Besides Standard German, Low Saxon dialects (Schleswigsch) are spoken, as well as Danish (Standard Danish or South Schleswig Danish) and its South Jutlandic variant, plus North Frisian in the west. Danish and North Frisian are official minority languages. Many of the inhabitants who speak only German and not Danish do not consider the region any different from the rest of Schleswig-Holstein. This notion is disputed by those defining themselves as Danes, South Schleswigans or Schleswigans, particularly historians and people organised in the institutions of the Danish minority of Southern Schleswig, such as the South Schleswig Voter Federation, a political party representing the Danish and North Frisian minorities in the Landtag of Schleswig-Holstein and exempted from the 5% electoral threshold. Many of the last names found in the region are very often of Scandinavian or Danish form, with the -sen endings like Petersen.

Task statement →
Answer these questions using the passage on Southern Schleswig:
(a) Which two languages are official minority languages?
(b) What electoral threshold is the South Schleswig Voter Federation exempted from?
(c) What ending do many last names in the region have?

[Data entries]
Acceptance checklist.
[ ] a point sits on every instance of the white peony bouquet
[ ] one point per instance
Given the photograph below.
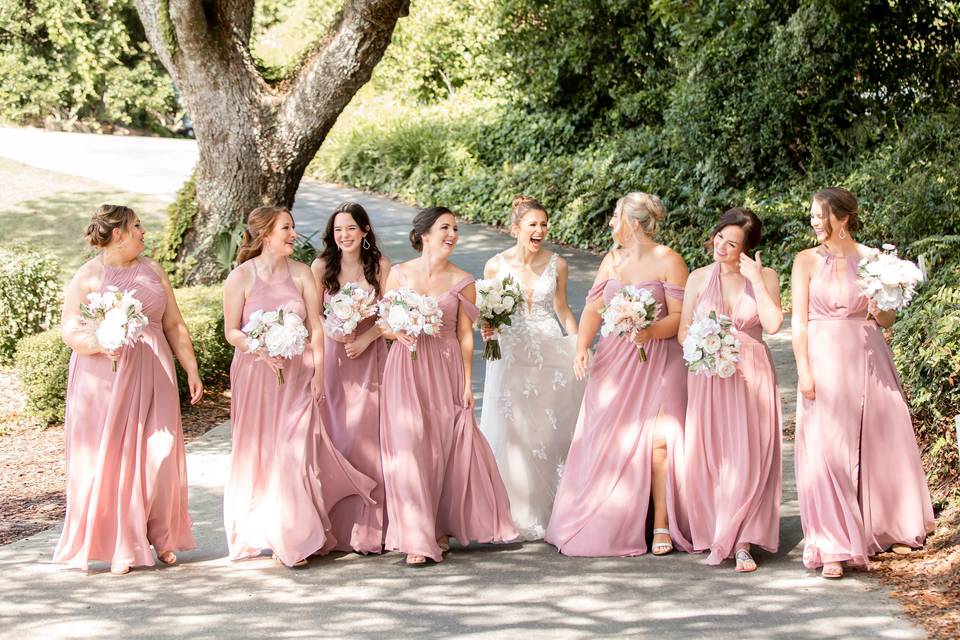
(631, 310)
(279, 333)
(115, 317)
(888, 280)
(497, 299)
(347, 308)
(712, 347)
(405, 310)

Answer space →
(a) Danish and North Frisian
(b) The 5% electoral threshold
(c) -sen, as in Petersen